Required work: Revise the entries below by changing every "one point per instance" to "one point for each instance" and leaving everything else as it is. Leave out the pictures.

Input data:
_ _ _ _
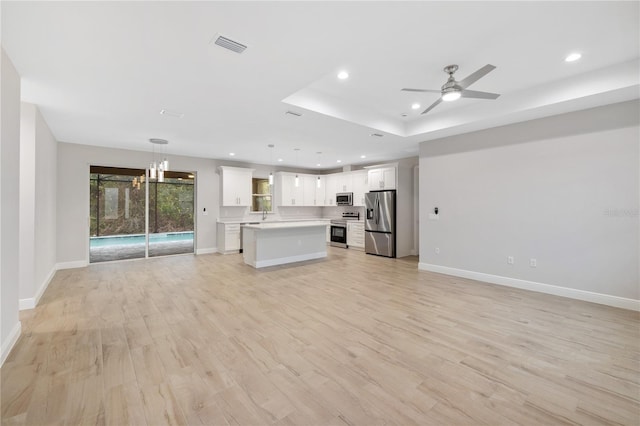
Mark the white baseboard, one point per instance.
(290, 259)
(572, 293)
(10, 341)
(72, 265)
(32, 302)
(209, 250)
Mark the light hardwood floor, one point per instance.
(354, 339)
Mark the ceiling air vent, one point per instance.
(227, 43)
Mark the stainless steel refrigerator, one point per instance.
(380, 223)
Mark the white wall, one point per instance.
(9, 203)
(38, 151)
(27, 250)
(563, 190)
(73, 195)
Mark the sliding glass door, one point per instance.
(118, 208)
(171, 215)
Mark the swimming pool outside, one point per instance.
(139, 239)
(120, 247)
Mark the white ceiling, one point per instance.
(100, 72)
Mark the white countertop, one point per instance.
(269, 220)
(286, 225)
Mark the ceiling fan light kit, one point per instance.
(453, 90)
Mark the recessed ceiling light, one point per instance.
(573, 57)
(171, 113)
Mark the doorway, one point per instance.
(121, 207)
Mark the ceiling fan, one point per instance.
(453, 89)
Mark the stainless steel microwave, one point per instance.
(344, 199)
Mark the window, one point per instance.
(261, 195)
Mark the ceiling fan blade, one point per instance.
(478, 95)
(433, 105)
(421, 90)
(470, 79)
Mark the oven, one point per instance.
(338, 233)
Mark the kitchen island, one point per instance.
(278, 243)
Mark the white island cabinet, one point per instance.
(269, 244)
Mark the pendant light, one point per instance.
(296, 182)
(319, 181)
(271, 162)
(156, 170)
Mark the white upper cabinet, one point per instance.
(344, 182)
(382, 178)
(313, 189)
(331, 190)
(236, 186)
(287, 192)
(320, 183)
(359, 183)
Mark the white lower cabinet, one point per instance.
(228, 238)
(355, 235)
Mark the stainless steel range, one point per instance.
(339, 229)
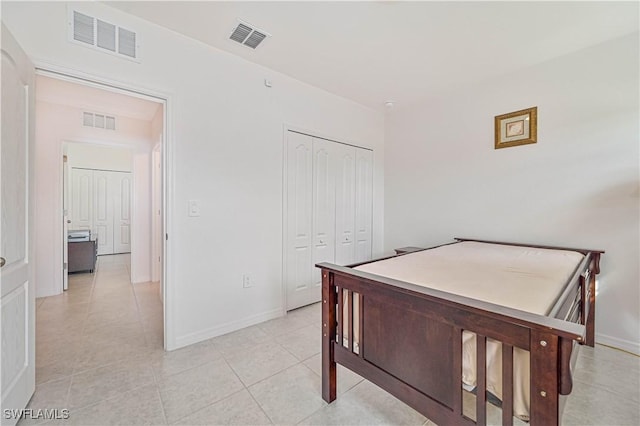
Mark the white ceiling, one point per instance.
(403, 51)
(87, 98)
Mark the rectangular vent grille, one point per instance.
(106, 36)
(247, 35)
(83, 30)
(103, 35)
(99, 121)
(127, 42)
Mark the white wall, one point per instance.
(100, 157)
(227, 150)
(55, 125)
(578, 186)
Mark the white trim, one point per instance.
(625, 345)
(168, 165)
(219, 330)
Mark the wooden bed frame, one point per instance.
(410, 340)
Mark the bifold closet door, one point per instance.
(299, 239)
(363, 205)
(345, 204)
(325, 154)
(101, 201)
(329, 211)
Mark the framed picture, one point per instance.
(517, 128)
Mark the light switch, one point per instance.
(194, 208)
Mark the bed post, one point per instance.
(328, 337)
(544, 408)
(594, 268)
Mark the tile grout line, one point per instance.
(248, 391)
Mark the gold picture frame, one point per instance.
(517, 128)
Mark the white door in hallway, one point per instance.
(103, 210)
(122, 212)
(299, 252)
(17, 298)
(81, 198)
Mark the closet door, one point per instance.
(345, 204)
(325, 155)
(81, 199)
(363, 204)
(121, 196)
(299, 243)
(103, 211)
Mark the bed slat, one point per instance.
(481, 386)
(350, 319)
(340, 327)
(457, 370)
(360, 325)
(507, 385)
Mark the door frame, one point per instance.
(168, 165)
(286, 128)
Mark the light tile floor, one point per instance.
(99, 354)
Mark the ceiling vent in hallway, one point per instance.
(100, 121)
(248, 35)
(103, 36)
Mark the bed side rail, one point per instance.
(368, 321)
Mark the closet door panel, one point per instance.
(103, 211)
(363, 204)
(122, 212)
(299, 220)
(81, 199)
(345, 205)
(324, 205)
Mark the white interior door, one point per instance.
(156, 211)
(17, 300)
(345, 205)
(103, 211)
(121, 196)
(299, 252)
(363, 204)
(65, 222)
(81, 201)
(325, 155)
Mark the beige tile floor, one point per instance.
(99, 354)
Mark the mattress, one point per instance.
(524, 278)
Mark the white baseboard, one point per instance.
(625, 345)
(229, 327)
_ _ _ _
Solution below:
Mark the white baseboard, one point for each instance.
(290, 259)
(572, 293)
(10, 341)
(72, 265)
(32, 302)
(209, 250)
Mark the light hardwood floor, one point for each instance.
(354, 339)
Mark the ceiling air vent, one point for each instance.
(227, 43)
Mark the stainless steel refrigerator, one point for each instance.
(380, 223)
Mark the white wall, one point for each instance.
(9, 203)
(38, 151)
(27, 250)
(563, 190)
(73, 195)
Mark the sliding glass door, one point for each instance.
(118, 208)
(171, 215)
Mark the swimming pool outside, one point for each instance.
(139, 239)
(120, 247)
Mark the white ceiling, one point for each instance.
(100, 72)
Mark the white countertop, one point for each instance.
(269, 220)
(286, 225)
Mark the ceiling fan light kit, one point for each instance.
(453, 90)
Mark the recessed ceiling light, one point for each instance.
(573, 57)
(171, 113)
Mark the doorway, one point for each instance.
(121, 207)
Mark the ceiling fan, one point for each instance.
(453, 89)
Mark the stainless steel microwave, one point for each instance.
(344, 199)
Mark the window, one point for each instance.
(261, 195)
Mark the ceiling fan blade, one point for each instance.
(478, 95)
(433, 105)
(421, 90)
(470, 79)
Mark the oven, one point for each instance.
(338, 233)
Mark the kitchen island, one point for each instance.
(278, 243)
Mark the white island cabinet, one point for each instance.
(269, 244)
Mark the pendant light, one point for each instance.
(296, 182)
(319, 181)
(271, 162)
(156, 170)
Mark the white upper cabinet, one point for each instance.
(344, 182)
(382, 178)
(313, 189)
(331, 190)
(236, 186)
(287, 192)
(320, 183)
(359, 183)
Mark the white lower cabinet, one point for each instance.
(228, 238)
(355, 235)
Mark the stainless steel range, one point for each instance.
(339, 229)
Mark the white ceiling, one point for each instance.
(403, 51)
(87, 98)
Mark the rectangular vent grille, one point for each instance.
(106, 36)
(247, 35)
(83, 30)
(103, 35)
(99, 121)
(127, 42)
Mark the white wall, one point for each instance.
(100, 157)
(227, 150)
(55, 125)
(578, 186)
Mark the white trim, one point for each instance.
(625, 345)
(168, 165)
(219, 330)
Mark the wooden bed frame, one point for each instance.
(410, 340)
Mark the bifold closet door, one point for each instance.
(299, 239)
(363, 205)
(345, 204)
(325, 154)
(101, 201)
(329, 211)
Mark the framed picture, one point for each instance.
(517, 128)
Mark the light switch, one point for each instance.
(194, 208)
Mark the bed post, one point for each instance.
(328, 337)
(544, 408)
(594, 268)
Mark the tile grout line, one point for each instance.
(248, 391)
Mark the gold picture frame, one point for each instance.
(517, 128)
Mark the white door in hallway, one point for each instance.
(103, 210)
(122, 212)
(299, 252)
(17, 298)
(81, 198)
Mark the closet door, one point for each instance.
(345, 204)
(325, 155)
(81, 199)
(363, 204)
(121, 196)
(299, 243)
(103, 211)
Mark the bed slat, one point for each instance.
(481, 386)
(350, 319)
(340, 327)
(457, 370)
(360, 325)
(507, 385)
Mark the door frame, one point for each instance.
(168, 165)
(286, 128)
Mark the light tile floor, one point for each instance.
(99, 354)
Mark the ceiling vent in hallway, one point for each instance.
(100, 121)
(248, 35)
(103, 36)
Mark the bed side rail, one point for each instance.
(368, 321)
Mark the closet door panel, one point for each instance.
(103, 211)
(363, 204)
(122, 212)
(299, 220)
(81, 199)
(345, 205)
(324, 205)
Mark the white interior door, one point for each instance.
(156, 211)
(17, 300)
(345, 205)
(103, 211)
(121, 196)
(299, 252)
(363, 204)
(65, 222)
(81, 201)
(325, 155)
Mark the beige tile floor, one point for each instance.
(99, 354)
Mark the mattress, one point for each instance.
(524, 278)
Mark the white baseboard, one point for each instance.
(625, 345)
(229, 327)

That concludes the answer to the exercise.